Records supplied start
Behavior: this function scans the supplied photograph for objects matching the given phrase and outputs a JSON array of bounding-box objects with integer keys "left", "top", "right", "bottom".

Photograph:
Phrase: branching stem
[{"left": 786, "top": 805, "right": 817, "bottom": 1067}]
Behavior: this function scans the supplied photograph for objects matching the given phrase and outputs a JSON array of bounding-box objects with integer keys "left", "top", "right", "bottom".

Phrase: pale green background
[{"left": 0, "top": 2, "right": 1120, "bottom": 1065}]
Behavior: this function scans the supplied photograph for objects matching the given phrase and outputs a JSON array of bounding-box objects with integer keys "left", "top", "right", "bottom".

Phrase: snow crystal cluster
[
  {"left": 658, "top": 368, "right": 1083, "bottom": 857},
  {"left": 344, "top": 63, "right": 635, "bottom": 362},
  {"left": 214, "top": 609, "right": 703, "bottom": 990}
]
Records supplied end
Turn all of the data above into a numbered list, one line per item, and leave out the blank lines.

1. Behavior: this function scans the supplied photograph for objects matching the given phrase and outputs a JSON array of bounding-box objects with integer keys "left", "top", "right", "bottom".
2. Photograph:
3. Phrase: branching stem
4. [{"left": 786, "top": 805, "right": 817, "bottom": 1067}]
5. Behavior: this function scans the supplied photograph for objects matching the given phrase and outputs a JSON array of bounding-box objects with integer keys "left", "top", "right", "bottom".
6. Phrase: pale green background
7. [{"left": 0, "top": 2, "right": 1120, "bottom": 1065}]
8. Behavior: this function scans the supplied photograph for objects matching the given phrase and outputs a JSON array of bounding-box objects with integer keys "left", "top", "right", "bottom".
9. Phrase: snow crystal cluster
10. [
11.   {"left": 658, "top": 368, "right": 1083, "bottom": 857},
12.   {"left": 344, "top": 63, "right": 635, "bottom": 362},
13.   {"left": 214, "top": 609, "right": 703, "bottom": 990}
14. ]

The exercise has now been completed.